**Passage**

————————

ASF Project Spotlight: Apache Iceberg

Published on April 29, 2026
By The ASF

Dipankar Mazumdar is the Director of Developer Relations at Cloudera, leading global developer initiatives across lakehouse architecture and AI. He previously held advocacy and engineering roles at Dremio, Onehouse, and Qlik, contributing to open source projects including Apache Iceberg, Apache Hudi, and Apache XTable (incubating) and building communities. His work focuses on the intersection of data engineering and AI. He is the author of Engineering Lakehouses with Open Table Formats and a contributor to Apache Iceberg: The Definitive Guide.

Apache Iceberg has quickly become a foundational technology in modern data architectures—but its impact goes far beyond performance and scale. This conversation with Dipankar explores how Iceberg redefined the data lake, and how community, education, and open collaboration fueled its adoption.

What Is Apache Iceberg and Why It Exists

Q: Can you tell us a bit about Apache Iceberg?
A: Apache Iceberg is a high-performance open table format for huge analytic datasets. It was designed to bring reliability and simplicity to data lakes, allowing multiple engines to safely read and write to the same datasets with strong guarantees. By introducing a table abstraction on top of raw data files, Iceberg helps organizations manage large-scale data with the consistency typically associated with data warehouses while retaining the flexibility of data lakes.

Q: What did the data ecosystem look like before Apache Iceberg, and what gaps did you see early on?
A: Before Iceberg, most data lakes relied on tables built on technologies like Apache Hive, with Apache Parquet as the underlying storage format. These systems worked well in the Hadoop era, but as workloads diversified and organizations were moving to cloud object stores (like Amazon S3), a number of structural limitations began to surface. Updates were unreliable, partitioning strategies were brittle, and schema evolution was difficult to manage. Metadata handling also became increasingly expensive, especially with large numbers of files, and query performance would degrade over time.

At the same time, data warehouses abstracted all of this away behind proprietary systems, so many engineers never had to think about these problems directly. However, they were dealing with significant cost issues and entering a vendor-locked environment.

These limitations/issues in both data lakes and warehouses made it clear that a new approach was needed that treated tables as first-class objects rather than just collections of files.

From Netflix to Apache: How Iceberg Took Shape

Q: When was Iceberg started and why?
A: Iceberg was originally developed at Netflix to address these large-scale data challenges. The team needed a solution that could handle massive datasets reliably while supporting evolving data requirements. Recognizing that these challenges were industry-wide, the project was later open sourced and contributed to The Apache Software Foundation (ASF) in 2018 to foster broader collaboration and adoption.

————————

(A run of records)
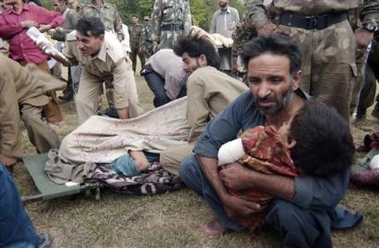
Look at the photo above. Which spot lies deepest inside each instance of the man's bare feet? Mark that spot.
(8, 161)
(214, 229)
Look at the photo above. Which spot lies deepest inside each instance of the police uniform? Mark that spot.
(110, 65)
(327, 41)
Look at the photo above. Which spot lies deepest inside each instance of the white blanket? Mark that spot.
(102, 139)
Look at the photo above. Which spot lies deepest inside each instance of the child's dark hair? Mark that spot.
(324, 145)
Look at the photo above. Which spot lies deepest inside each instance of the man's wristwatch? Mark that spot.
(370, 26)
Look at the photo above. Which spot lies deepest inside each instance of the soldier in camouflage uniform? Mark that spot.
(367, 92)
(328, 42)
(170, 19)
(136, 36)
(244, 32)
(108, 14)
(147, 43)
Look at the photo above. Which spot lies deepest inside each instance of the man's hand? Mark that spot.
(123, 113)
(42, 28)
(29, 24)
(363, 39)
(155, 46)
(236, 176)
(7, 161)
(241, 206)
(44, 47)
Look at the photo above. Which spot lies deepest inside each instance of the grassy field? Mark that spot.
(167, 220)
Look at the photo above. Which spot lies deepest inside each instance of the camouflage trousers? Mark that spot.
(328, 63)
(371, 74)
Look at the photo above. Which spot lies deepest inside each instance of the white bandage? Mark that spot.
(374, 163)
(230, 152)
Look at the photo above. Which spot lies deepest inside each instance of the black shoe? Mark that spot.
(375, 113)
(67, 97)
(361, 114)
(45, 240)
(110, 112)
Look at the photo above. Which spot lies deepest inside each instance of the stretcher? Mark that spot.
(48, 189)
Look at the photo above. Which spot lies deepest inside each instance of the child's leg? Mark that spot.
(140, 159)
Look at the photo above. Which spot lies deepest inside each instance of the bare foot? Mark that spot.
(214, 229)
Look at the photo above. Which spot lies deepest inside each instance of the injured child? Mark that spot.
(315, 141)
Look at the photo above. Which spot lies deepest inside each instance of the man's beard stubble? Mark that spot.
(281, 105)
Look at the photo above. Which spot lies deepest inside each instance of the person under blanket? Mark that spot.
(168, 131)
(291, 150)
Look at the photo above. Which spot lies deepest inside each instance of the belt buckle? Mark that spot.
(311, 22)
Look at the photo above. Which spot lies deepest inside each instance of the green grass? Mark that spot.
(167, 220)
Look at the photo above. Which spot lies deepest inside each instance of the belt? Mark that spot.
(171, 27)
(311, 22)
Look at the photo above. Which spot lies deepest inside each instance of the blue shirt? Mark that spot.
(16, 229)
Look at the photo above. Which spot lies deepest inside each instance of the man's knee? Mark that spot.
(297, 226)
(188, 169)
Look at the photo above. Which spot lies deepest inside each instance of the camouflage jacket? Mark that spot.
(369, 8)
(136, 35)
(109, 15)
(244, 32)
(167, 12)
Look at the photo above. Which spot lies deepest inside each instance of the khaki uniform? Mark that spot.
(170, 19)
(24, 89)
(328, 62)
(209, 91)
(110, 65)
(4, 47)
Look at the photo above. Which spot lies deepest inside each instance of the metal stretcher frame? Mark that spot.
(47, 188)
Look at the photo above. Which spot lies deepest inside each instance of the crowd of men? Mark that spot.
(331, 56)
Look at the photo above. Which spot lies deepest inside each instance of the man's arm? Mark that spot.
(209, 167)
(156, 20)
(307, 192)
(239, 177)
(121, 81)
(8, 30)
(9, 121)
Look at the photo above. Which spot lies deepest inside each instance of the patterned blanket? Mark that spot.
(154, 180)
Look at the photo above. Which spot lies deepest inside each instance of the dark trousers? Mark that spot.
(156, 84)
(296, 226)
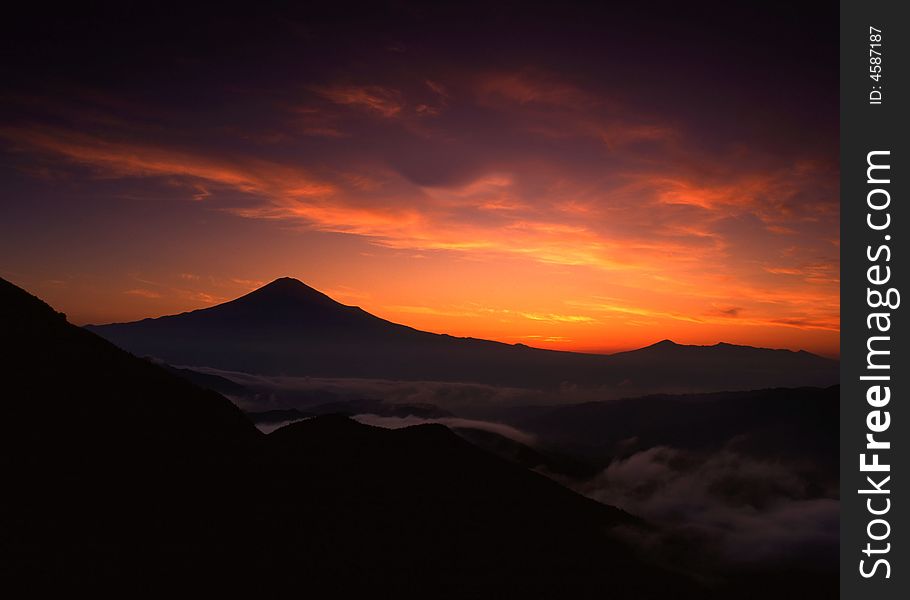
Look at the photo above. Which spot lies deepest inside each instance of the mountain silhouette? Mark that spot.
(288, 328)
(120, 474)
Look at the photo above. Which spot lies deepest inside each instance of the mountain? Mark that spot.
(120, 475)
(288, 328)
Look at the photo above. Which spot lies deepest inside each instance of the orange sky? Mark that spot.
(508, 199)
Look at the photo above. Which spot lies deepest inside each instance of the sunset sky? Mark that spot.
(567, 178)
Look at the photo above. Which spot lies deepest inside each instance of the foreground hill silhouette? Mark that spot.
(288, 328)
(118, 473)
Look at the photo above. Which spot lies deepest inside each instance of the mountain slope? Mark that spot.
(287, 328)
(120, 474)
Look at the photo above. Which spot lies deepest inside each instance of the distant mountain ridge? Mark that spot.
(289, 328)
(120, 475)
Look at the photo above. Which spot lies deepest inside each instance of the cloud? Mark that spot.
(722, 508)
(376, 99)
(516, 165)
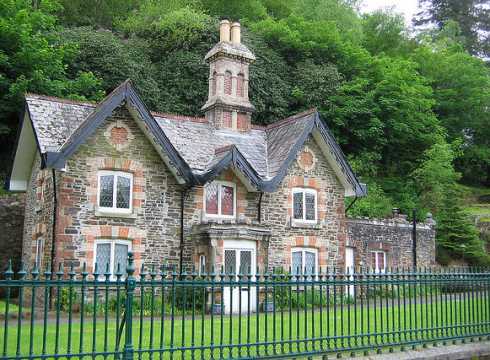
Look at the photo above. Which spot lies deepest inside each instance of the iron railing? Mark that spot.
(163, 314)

————————

**Challenges**
a – Name every project the Apache Iceberg spotlight mentions with the "Apache" prefix in front of it.
b – Render this sentence from the Apache Iceberg spotlight in Spanish: "Iceberg was originally developed at Netflix to address these large-scale data challenges."
c – Proceed with the Apache Iceberg spotlight, picking up right after its final sentence.

**Results for the exercise**
a – Apache Iceberg, Apache Hudi, Apache XTable (incubating), Apache Hive, Apache Parquet

b – Iceberg se desarrolló originalmente en Netflix para abordar estos desafíos de datos a gran escala.

c –
Q: What technology problem is Apache Iceberg solving?
A: Iceberg addresses several fundamental issues in traditional data lakes:

Lack of consistency when multiple engines works on the same data
Complex and brittle partitioning strategies
Interoperability at the storage layer
Challenges with schema and partition evolution

By rethinking how tables are defined and managed, Iceberg enables scalable, reliable data operations without the overhead and fragility of legacy approaches.

Q: What were some of the most important design decisions that shaped Iceberg early on?
A: A few key principles guided Iceberg’s design:

Treating metadata as a first-class concern for performance and scalability
Decoupling logical table structure from physical storage layout
Supporting schema evolution as a core feature, not an afterthought
Enabling engine-agnostic access to the data

These decisions allowed Iceberg to avoid many of the constraints that limited earlier systems.

Real-World Use and Impact

Q: Iceberg is known for working across multiple compute engines. Why was that so important from the start?
A: Interoperability is essential because modern data ecosystems rely on multiple processing engines. Iceberg was designed to act as a shared table layer, enabling different tools to safely access the same data without tight coupling. This approach gives organizations flexibility and helps prevent vendor lock-in.

Q: Are there any use cases you would like to tell us about?
A: Iceberg is used across industries for:

Large-scale analytics and reporting
AI pipelines
Streaming and batch data processing

It enables teams to unify different workloads on a single, reliable data foundation.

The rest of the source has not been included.